Point placement records:
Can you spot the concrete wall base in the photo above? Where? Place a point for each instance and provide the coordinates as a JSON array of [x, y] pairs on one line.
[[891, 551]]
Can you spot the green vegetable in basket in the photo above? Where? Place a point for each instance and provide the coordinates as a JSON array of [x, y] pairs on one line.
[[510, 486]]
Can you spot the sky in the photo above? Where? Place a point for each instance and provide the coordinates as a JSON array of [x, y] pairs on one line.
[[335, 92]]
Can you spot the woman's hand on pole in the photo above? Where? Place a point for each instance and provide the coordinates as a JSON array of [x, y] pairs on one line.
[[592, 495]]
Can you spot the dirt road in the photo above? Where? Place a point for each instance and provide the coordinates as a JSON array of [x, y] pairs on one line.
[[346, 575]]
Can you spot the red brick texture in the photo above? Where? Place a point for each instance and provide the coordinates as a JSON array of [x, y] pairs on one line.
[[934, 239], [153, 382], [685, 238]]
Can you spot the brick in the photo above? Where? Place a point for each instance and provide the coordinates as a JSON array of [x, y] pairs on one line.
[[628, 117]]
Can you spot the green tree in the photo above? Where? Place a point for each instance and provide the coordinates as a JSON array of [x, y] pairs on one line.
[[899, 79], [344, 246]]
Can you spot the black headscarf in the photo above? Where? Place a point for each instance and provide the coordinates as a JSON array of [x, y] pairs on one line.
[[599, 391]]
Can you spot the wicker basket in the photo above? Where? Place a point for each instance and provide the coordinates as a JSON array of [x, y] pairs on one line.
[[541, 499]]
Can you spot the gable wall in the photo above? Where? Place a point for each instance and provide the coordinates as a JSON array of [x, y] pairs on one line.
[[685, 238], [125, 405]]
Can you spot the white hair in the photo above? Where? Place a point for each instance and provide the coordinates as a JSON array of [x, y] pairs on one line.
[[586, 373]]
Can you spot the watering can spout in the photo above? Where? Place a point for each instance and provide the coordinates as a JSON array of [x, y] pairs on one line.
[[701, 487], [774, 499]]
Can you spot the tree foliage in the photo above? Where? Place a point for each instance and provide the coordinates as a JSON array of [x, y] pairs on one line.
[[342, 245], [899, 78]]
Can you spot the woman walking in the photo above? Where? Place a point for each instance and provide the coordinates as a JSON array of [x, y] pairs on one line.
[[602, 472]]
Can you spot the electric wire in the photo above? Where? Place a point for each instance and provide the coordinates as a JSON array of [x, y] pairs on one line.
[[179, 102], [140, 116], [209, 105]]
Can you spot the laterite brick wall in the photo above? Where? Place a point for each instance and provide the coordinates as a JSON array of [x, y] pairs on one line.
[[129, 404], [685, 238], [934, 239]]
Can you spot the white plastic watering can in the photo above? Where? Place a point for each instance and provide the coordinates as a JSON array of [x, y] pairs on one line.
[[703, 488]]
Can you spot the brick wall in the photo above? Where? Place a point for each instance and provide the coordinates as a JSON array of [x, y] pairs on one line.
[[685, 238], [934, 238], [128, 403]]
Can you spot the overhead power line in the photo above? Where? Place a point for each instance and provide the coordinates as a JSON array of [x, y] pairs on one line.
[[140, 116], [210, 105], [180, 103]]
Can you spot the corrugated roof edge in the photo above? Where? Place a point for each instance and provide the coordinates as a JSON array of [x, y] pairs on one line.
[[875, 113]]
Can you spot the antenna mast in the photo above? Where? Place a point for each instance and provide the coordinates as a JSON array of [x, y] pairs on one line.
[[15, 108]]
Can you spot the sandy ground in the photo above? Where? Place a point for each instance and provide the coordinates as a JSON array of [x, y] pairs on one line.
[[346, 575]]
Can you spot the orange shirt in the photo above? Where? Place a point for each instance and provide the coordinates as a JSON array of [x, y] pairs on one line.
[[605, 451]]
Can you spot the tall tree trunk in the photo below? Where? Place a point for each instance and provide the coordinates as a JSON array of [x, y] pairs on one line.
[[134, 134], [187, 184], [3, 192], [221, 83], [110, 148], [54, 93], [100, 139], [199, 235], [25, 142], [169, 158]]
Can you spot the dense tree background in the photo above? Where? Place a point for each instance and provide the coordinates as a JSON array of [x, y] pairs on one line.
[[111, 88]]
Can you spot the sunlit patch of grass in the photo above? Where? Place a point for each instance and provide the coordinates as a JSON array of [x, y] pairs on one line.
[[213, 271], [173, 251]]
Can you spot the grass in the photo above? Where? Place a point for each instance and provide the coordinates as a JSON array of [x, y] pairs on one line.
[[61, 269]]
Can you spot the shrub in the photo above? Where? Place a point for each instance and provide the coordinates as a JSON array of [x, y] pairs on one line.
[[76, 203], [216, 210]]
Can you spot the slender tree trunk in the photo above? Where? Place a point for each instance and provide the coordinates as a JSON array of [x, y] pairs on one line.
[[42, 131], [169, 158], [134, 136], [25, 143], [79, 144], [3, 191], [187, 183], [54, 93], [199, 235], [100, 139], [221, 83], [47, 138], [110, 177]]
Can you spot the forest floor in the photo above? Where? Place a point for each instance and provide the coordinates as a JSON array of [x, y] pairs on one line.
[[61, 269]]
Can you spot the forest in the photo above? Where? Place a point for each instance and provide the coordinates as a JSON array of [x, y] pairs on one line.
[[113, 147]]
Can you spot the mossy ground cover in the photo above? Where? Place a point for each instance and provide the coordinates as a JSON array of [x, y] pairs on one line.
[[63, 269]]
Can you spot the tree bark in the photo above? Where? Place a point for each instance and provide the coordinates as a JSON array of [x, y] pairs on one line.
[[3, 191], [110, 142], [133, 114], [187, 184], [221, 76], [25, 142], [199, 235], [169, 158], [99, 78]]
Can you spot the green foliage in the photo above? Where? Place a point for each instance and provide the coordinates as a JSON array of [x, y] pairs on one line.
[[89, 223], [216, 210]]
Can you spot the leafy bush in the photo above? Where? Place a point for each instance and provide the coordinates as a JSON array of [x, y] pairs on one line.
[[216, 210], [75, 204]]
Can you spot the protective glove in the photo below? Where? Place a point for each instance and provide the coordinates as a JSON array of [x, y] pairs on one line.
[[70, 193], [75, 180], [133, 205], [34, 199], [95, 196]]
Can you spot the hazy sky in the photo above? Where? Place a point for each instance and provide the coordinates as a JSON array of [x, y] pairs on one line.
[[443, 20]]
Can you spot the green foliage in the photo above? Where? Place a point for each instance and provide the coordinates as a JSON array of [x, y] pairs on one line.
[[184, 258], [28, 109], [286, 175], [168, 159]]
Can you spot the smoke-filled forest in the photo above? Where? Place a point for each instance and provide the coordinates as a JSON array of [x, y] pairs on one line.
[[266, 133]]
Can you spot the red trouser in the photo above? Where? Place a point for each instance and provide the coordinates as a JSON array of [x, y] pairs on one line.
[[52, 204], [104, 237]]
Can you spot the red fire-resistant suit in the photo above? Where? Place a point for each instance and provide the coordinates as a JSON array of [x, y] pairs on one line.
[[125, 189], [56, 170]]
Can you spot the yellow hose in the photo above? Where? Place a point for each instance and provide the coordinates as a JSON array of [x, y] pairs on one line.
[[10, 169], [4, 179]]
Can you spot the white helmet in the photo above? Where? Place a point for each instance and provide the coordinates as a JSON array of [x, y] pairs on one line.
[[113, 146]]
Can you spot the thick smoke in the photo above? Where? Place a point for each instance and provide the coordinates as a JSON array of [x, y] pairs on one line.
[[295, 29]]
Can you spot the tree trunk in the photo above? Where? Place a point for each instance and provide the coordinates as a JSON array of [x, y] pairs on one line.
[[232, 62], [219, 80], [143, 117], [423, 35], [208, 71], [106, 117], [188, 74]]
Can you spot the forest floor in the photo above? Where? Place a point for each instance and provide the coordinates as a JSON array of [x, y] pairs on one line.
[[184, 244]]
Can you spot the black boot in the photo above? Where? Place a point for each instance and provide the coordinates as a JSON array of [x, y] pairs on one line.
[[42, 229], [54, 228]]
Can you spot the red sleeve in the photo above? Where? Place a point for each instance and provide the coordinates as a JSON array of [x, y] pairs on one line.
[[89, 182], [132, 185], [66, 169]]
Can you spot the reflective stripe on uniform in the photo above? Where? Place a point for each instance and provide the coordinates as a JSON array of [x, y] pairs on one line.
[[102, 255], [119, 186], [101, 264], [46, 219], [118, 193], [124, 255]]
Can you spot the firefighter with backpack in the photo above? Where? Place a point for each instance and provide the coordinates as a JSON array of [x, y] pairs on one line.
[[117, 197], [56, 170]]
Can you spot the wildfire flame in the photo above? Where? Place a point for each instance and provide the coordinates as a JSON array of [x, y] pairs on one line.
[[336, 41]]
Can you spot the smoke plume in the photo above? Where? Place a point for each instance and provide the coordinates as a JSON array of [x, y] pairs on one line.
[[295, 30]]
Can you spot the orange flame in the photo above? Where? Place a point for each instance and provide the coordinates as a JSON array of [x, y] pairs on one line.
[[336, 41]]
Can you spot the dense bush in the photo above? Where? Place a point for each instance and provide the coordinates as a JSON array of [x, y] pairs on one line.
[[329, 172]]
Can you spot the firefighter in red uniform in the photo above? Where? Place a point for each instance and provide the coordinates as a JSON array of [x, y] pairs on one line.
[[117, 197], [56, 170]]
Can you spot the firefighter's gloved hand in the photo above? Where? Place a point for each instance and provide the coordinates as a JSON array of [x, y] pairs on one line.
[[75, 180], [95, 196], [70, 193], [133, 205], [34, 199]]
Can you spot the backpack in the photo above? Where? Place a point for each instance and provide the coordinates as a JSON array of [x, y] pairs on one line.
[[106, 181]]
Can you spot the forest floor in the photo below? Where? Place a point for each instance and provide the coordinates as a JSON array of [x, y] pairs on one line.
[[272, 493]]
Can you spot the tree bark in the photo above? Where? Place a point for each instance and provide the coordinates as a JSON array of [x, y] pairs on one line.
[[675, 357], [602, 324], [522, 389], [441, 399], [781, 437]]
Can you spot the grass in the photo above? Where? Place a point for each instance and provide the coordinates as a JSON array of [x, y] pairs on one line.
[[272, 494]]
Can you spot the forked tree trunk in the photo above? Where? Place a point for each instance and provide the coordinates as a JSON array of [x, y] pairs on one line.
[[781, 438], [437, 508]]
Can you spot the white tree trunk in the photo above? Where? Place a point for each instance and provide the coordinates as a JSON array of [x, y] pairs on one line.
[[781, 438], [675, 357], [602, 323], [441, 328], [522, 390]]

BRIEF — Extract the lines above from the one containing "Can you spot the dense bush" to the last line, both included, exactly as written.

RESULT BELOW —
Can you spot the dense bush in the photo above? Where? Place a point for each instance and provide the coordinates as a JSON array of [x, y] pairs on one line.
[[329, 172]]
Can you spot the firefighter in red uniform in the photo above? Where? Place a point for each instance and provide the coordinates as a JSON array of [x, y] pairs on one line.
[[117, 197], [56, 170]]
Can you spot the firefighter's gloved hand in the photo above? Where? Place a point for each instance and provide the coordinates as a JSON array of [x, y] pairs on one line.
[[75, 180], [95, 196], [70, 193], [133, 205], [34, 199]]
Can you spot the backpack in the photo above? Where? Place a point for each instance and provide the coordinates as a JSON array of [x, y] pairs on one line.
[[106, 181]]
Can you spot the forest floor in the photo below? Where? Place a point for each instance and provide the coordinates as a JSON array of [x, y] pairs on one line.
[[272, 493]]
Can you spot the tree bark in the photo above? Where? Place a point for each instance and provide the coordinates as a JSON array of [x, y] pairs on one line.
[[675, 357], [602, 324], [522, 389], [441, 399], [781, 437]]
Can you spot the grass in the photo above? Where? Place a point for each instance and provide the coordinates as a JSON array of [x, y] pairs on one line.
[[272, 494]]
Can you spot the forked tree trunk in the photo above? Where? Place a point for each instance and provide the coordinates as a JSON array of [x, y] pairs on one line.
[[781, 438], [437, 508]]
Can you spot the white tree trunk in the photo above? Where? Place a point for each instance and provide the coordinates as a JSON array of [x, y] pairs on one line.
[[781, 438], [675, 357], [602, 323], [441, 328], [522, 390]]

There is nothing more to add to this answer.